§ Problem statement
Please recast the records below as a two-column CSV with columns named "input" and "target", one row per record. Put each record's text in "input" and its answer in "target", each as one quoted field with line breaks turned into spaces, and leave out the pictures.
>>>
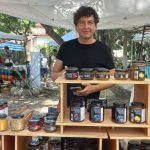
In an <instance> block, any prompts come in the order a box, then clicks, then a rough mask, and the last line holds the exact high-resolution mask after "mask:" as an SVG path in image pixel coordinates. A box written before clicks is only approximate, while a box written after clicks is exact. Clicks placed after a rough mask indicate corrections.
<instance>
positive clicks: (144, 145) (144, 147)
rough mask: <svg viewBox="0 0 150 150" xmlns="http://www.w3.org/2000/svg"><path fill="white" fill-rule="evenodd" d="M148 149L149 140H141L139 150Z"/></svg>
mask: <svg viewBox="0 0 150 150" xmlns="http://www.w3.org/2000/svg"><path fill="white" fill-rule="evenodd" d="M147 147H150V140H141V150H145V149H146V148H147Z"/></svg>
<<<
§ Response
input,target
"In an <instance> block, any prompts come in the order a box, then clicks, then a rough mask, and the last line holds the exact high-resolution mask after ""mask:"" as an SVG path in image pixel coordinates. A box written before clicks is only approximate, while a box written after clicks is exact. Clicks placed after a rough mask indicate corrections. <instance> positive clicks: (144, 145) (144, 147) rough mask: <svg viewBox=""0 0 150 150"" xmlns=""http://www.w3.org/2000/svg""><path fill=""white"" fill-rule=""evenodd"" d=""M148 149L149 140H141L139 150Z""/></svg>","mask: <svg viewBox=""0 0 150 150"" xmlns=""http://www.w3.org/2000/svg""><path fill=""white"" fill-rule=""evenodd"" d=""M147 147H150V140H141V150H145V149H146V148H147Z""/></svg>"